▶ [Task directions] Begin with the line that contains "Exercise. Mark the rooftop" and transcribe each line after it, up to and including the last line of the listing below.

▶ [Supplied data]
┌──
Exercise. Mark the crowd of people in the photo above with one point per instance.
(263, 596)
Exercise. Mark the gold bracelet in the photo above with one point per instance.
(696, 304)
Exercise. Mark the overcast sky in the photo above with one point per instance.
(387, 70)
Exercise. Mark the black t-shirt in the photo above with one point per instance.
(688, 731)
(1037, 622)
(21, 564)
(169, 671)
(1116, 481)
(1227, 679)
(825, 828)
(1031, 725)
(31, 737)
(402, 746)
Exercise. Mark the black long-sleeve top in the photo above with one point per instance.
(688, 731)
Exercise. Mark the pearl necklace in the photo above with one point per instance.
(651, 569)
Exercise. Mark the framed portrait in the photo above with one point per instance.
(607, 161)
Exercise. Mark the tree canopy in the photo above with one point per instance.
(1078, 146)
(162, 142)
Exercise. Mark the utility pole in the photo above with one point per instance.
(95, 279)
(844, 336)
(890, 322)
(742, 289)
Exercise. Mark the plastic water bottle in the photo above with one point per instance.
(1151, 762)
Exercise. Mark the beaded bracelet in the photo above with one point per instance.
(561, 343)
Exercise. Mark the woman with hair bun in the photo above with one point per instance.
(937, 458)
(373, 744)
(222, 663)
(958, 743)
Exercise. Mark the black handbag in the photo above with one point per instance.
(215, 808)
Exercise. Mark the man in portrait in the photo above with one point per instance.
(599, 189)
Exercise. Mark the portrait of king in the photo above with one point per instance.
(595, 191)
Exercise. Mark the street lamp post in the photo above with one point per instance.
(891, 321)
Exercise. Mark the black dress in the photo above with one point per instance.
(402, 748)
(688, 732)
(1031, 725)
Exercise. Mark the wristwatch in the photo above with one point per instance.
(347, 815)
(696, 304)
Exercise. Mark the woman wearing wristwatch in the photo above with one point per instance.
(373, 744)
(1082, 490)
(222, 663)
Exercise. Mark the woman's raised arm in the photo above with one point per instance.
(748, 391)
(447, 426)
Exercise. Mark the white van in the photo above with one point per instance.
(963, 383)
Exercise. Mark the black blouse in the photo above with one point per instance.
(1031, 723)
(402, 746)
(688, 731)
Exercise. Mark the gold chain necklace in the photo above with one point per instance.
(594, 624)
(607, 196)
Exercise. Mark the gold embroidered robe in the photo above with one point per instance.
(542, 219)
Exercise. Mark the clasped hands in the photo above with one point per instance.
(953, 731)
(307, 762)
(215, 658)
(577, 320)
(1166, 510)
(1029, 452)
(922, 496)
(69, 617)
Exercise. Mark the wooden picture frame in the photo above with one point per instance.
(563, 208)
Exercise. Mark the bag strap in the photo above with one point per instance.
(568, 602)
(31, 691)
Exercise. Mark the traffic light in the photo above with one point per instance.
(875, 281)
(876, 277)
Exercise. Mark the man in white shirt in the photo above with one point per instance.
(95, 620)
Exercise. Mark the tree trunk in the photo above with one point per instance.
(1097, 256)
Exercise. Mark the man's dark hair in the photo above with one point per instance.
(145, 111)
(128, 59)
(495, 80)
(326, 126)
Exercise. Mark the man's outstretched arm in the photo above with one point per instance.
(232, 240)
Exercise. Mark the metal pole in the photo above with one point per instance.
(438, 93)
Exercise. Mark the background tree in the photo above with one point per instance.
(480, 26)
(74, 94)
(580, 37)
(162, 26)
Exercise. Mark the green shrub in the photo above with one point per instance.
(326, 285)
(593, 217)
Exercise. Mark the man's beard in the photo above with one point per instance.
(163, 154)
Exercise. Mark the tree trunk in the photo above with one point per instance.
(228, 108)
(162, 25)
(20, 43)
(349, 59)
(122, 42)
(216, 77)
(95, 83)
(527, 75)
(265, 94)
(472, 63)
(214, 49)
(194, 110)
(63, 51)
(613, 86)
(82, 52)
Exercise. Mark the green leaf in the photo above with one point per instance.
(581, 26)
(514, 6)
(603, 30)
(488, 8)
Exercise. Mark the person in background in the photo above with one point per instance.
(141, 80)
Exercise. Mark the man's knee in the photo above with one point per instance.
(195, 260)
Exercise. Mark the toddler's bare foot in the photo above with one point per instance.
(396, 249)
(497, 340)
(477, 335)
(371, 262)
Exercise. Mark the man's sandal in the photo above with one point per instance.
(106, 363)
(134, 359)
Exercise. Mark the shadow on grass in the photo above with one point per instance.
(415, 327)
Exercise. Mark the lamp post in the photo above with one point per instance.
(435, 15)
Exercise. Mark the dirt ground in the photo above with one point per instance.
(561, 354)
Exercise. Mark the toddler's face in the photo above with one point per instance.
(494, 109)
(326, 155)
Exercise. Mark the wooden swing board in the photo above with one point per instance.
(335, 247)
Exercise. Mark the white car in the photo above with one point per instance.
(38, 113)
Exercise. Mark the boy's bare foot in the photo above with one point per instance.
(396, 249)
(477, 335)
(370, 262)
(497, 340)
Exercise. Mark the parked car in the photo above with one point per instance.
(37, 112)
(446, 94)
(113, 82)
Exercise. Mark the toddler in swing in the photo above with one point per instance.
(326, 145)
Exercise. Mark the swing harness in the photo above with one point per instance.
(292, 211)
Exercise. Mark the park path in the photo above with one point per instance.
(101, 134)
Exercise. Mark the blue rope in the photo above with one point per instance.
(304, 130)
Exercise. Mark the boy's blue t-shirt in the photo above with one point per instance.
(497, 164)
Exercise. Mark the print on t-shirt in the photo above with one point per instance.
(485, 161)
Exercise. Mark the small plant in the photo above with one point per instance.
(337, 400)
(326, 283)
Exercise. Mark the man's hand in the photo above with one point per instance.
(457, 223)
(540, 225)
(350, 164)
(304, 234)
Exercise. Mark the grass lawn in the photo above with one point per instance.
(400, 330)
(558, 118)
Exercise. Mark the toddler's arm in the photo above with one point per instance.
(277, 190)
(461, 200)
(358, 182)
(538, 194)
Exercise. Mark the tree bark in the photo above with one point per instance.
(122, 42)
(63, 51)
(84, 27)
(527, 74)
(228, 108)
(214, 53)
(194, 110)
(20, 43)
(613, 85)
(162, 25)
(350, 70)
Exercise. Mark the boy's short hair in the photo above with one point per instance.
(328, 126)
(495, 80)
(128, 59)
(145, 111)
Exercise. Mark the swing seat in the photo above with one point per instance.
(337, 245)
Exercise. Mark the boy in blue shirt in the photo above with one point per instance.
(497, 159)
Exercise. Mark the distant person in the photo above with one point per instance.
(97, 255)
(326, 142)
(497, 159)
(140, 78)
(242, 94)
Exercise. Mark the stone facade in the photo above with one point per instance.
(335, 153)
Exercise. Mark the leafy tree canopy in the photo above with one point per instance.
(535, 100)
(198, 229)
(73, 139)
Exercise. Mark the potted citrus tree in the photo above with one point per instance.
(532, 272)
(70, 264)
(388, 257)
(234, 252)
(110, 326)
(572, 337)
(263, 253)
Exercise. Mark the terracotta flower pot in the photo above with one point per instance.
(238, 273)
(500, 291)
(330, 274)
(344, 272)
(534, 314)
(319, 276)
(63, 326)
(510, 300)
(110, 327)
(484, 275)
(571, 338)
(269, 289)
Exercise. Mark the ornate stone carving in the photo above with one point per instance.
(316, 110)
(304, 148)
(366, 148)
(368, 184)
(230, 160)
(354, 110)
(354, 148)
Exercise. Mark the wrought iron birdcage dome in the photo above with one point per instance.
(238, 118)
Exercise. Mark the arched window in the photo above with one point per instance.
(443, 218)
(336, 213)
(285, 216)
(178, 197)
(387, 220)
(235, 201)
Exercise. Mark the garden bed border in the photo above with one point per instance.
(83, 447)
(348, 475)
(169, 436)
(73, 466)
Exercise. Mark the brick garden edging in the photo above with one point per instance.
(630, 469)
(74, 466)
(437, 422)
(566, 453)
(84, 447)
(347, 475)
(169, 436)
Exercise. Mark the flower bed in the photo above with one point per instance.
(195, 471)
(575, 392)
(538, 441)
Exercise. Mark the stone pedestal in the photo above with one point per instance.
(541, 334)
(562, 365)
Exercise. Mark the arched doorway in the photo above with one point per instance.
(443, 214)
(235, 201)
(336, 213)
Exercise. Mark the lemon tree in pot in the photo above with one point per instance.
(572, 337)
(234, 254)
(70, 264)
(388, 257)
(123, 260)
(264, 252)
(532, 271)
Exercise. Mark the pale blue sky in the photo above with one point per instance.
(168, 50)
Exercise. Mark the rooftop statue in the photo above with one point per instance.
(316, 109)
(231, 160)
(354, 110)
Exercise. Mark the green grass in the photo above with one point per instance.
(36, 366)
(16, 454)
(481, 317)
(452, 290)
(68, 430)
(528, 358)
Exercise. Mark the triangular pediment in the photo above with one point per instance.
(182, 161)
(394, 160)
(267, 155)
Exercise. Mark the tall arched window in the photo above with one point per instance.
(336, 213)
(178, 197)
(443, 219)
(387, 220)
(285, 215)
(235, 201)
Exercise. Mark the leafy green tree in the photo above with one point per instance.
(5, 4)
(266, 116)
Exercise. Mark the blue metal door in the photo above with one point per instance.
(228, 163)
└──
▶ [Output]
Exercise. Mark the rooftop statue in the photo above with one point per instance.
(316, 109)
(231, 160)
(354, 110)
Exercise. Mark the green grass in the photo above with one point per instance.
(36, 366)
(16, 454)
(481, 317)
(452, 290)
(68, 430)
(528, 358)
Exercise. Mark the triangular pediment in the photo above with one point per instance.
(182, 161)
(394, 160)
(267, 155)
Exercise. Mark the tall arched window in the photo above with one point per instance.
(336, 213)
(178, 197)
(443, 219)
(387, 220)
(285, 215)
(235, 201)
Exercise. Mark the leafy green tree in the photo above with one point per instance.
(5, 4)
(266, 116)
Exercise. Mark the blue metal door in the photo above with one point per instance.
(228, 163)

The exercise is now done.